**HAZ ESTO**. Pasa al inglés esta oración del texto sobre Platón y el cristianismo: «En ellas, se realiza un empalme de lo sagrado con lo divino: Dios se racionaliza y es simbolizado, deviene Ley.»

**TEXTO DEL DOCUMENTO**.
· · · · · · ·

Quisiera en este punto establecer las fronteras de mi comentario y empal-marlas con las de la definición cultural de Occidente, que, si bien son mutantes y en expansión infinita, pueden fijarse arbitrariamente y son conocidas. Por otro lado, Occidente comienza en el tiempo con Grecia, en el ocaso del nudo mítico; éste fue desplazado por Sócrates y su logos y condenado definitivamente por Platón, que incluso en La República, establece como condición la expulsión de los poetas, para fundar la ciudad justa y perfecta.
Esta segunda posibilidad que inaugura Platón en Occidente se funde con las religiones monoteístas. En ellas, se realiza un empalme de lo sagrado con lo divino: Dios se racionaliza y es simbolizado, deviene Ley. En el judaísmo y en Yahvé, encontramos aún a un Dios que se regocija, que comulga con lo voluptuoso y lo violento, y que exige sacrificios y sangre; es un Dios impredecible y majestuoso, dueño de la relación con el hombre; pero es ya patente, en el antiguo Testamento, la completa subordinación del hombre a las prohibiciones establecidas por el ser divino. Una gran parte del ámbito de lo sagrado –y la comunión del hombre con ello- quedará entonces eclipsada y desdeñada; este desarrollo alcanza el pináculo en el Cristianismo, desde sus inicios con San Pablo, y principalmente a partir de la instauración del cristianismo como religión del imperio. Ya San Agustín trató de conciliar fe y razón; es un giro que pretendía incorporar el pensamiento griego de Platón con las Sagradas Escrituras, y que preguntará a los siglos posteriores: lo Bueno, que es igual a lo Verdadero y Racional –a Dios- será por casi catorce siglos, la única forma y la dictadura de acceso a las praderas de lo Otro. Si tratamos de imaginar al cristianismo como un lugar donde acontece lo que no es profano, como un templo, será entonces un espacio de austeridad y de negación: múltiples vitrales serán tapiados y se privilegiará como valor principal la luz pura, intensísima en su blancura, que nos impide ver las reverberancias y claroscuros.

· · · · · · ·

**DATOS MOSTRADOS**.
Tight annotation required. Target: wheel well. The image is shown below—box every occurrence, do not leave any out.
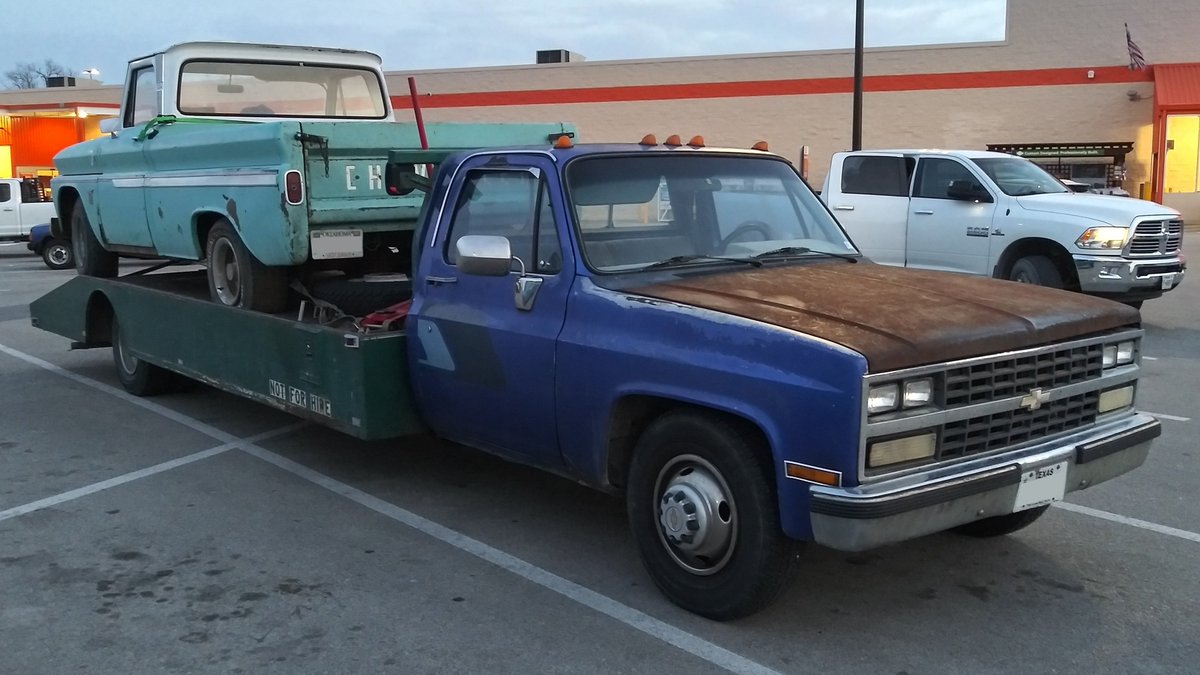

· · · · · · ·

**RESULTADO**. In them, the sacred is joined with the divine: God is rationalized and symbolized, and becomes Law.